DATA PROVIDED
----
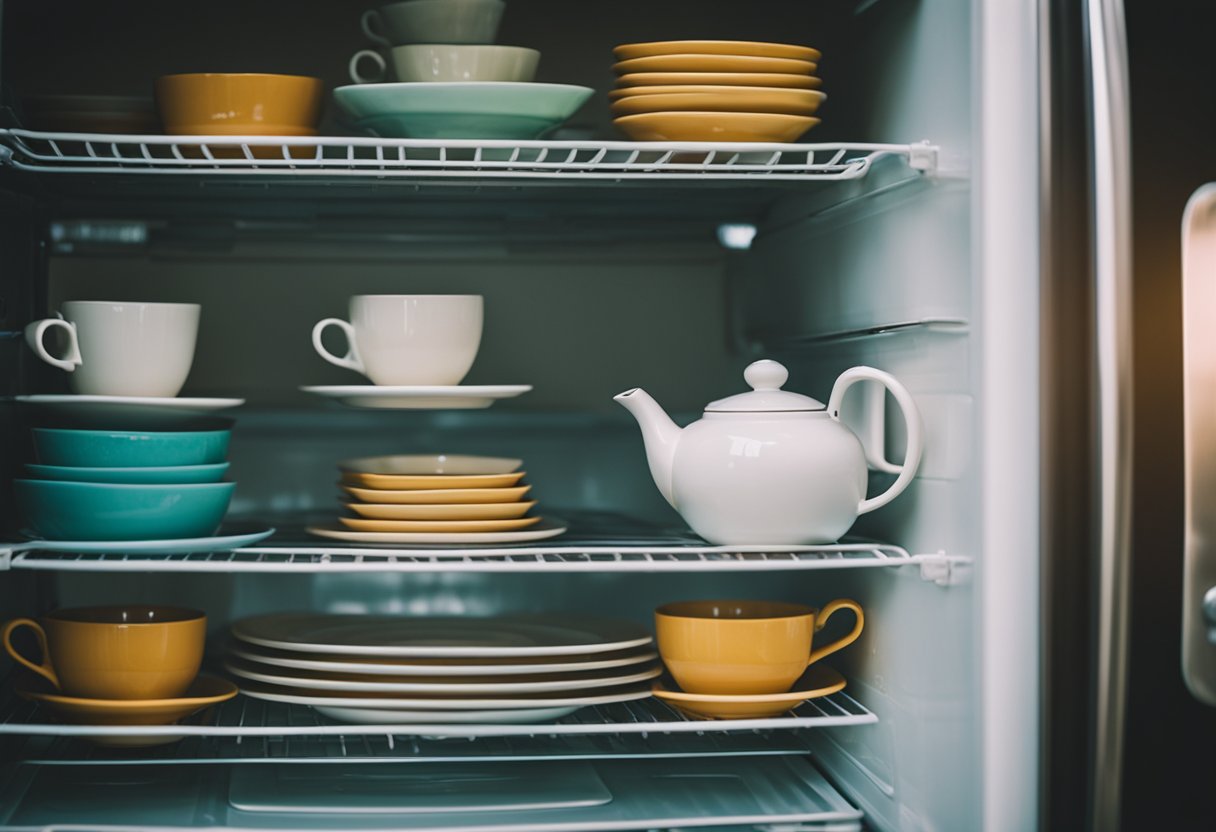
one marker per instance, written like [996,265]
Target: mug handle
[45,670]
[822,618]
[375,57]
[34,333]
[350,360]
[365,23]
----
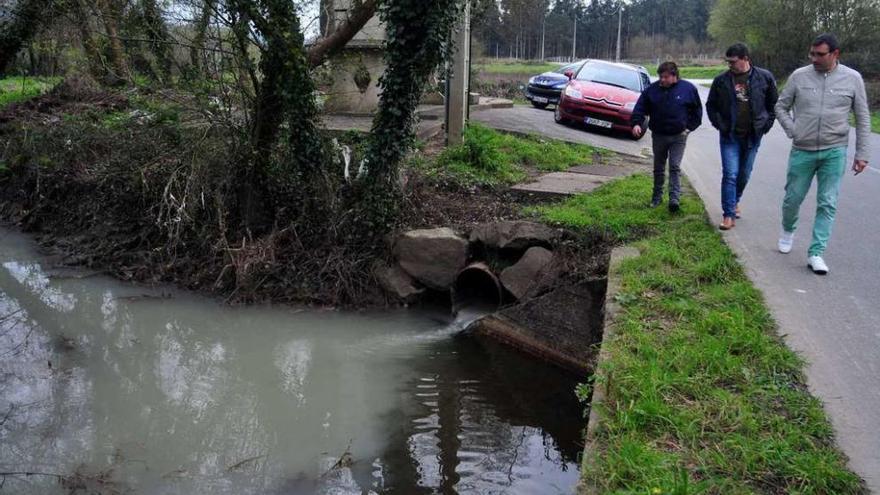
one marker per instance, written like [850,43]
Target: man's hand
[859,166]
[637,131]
----
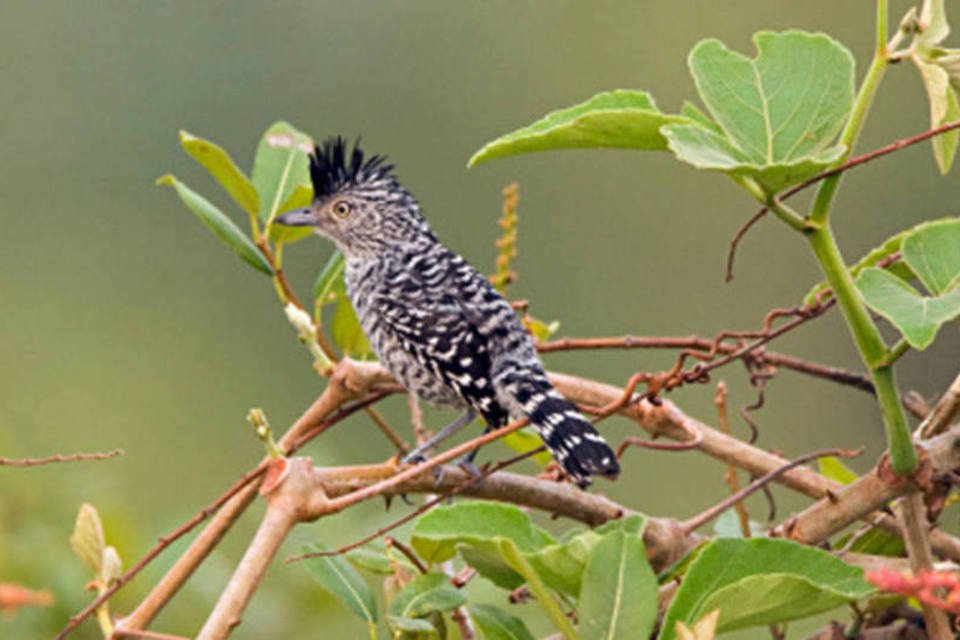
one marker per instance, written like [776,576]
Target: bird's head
----
WRITTEN TASK
Starting at the line that has "one marker per instance, written like [776,576]" and ending after the line that has "Target: bird's head", rewrite those lines of data with "bird's head" changed to "bird's beak" and everything else kept the same.

SOLUTION TO THE PROBLEM
one marker per instance, written like [776,576]
Target: bird's beak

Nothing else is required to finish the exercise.